Referring expression pointing data:
________
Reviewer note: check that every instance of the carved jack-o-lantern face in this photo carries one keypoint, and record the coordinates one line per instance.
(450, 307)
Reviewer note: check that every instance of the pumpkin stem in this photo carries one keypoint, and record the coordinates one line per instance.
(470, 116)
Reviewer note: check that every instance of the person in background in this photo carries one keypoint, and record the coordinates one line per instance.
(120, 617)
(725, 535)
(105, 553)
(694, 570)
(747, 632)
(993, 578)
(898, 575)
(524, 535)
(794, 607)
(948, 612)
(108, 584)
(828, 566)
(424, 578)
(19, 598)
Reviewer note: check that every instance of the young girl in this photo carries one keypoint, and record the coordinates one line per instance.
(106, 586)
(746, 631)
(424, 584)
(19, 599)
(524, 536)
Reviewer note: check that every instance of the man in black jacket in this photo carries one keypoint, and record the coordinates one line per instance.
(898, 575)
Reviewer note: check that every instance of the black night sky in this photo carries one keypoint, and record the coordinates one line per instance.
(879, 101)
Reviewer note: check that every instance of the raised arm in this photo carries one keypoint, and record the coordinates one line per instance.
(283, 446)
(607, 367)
________
• PROBLEM TO WORK ON: Retype each record in full, please.

• ANSWER AREA:
Reviewer note: check that every instance of the carved jack-o-lantern face in this photo carries one keypoint, and record the coordinates one line per instance.
(450, 307)
Reviewer note: check that every instance of the pumpkin stem in this photo carries one keypoint, and record the coordinates one line per instance.
(470, 116)
Reviewer note: check that every instance of the person in background in this photo carries one keypoint, and record the coordinates one line per instance.
(120, 617)
(725, 535)
(105, 553)
(694, 570)
(747, 632)
(993, 578)
(898, 575)
(524, 535)
(794, 607)
(948, 612)
(108, 584)
(828, 566)
(424, 578)
(19, 598)
Reviewer note: check that every instance of the young girl in this photo carries one keypoint, and record the coordinates one line per instance.
(106, 586)
(746, 631)
(424, 584)
(19, 599)
(524, 536)
Reviewer note: check that every instance of the man in black jacket in this photo carries one keypoint, and record the coordinates one line per instance.
(898, 575)
Reviewer note: check that every instance of the black night sky in this photo carries one keypoint, and record the coordinates one line per instance.
(879, 101)
Reviewer note: check that every instance of the raised arm in this photo carries one keypoint, and record the coordinates one line per instance.
(283, 446)
(607, 367)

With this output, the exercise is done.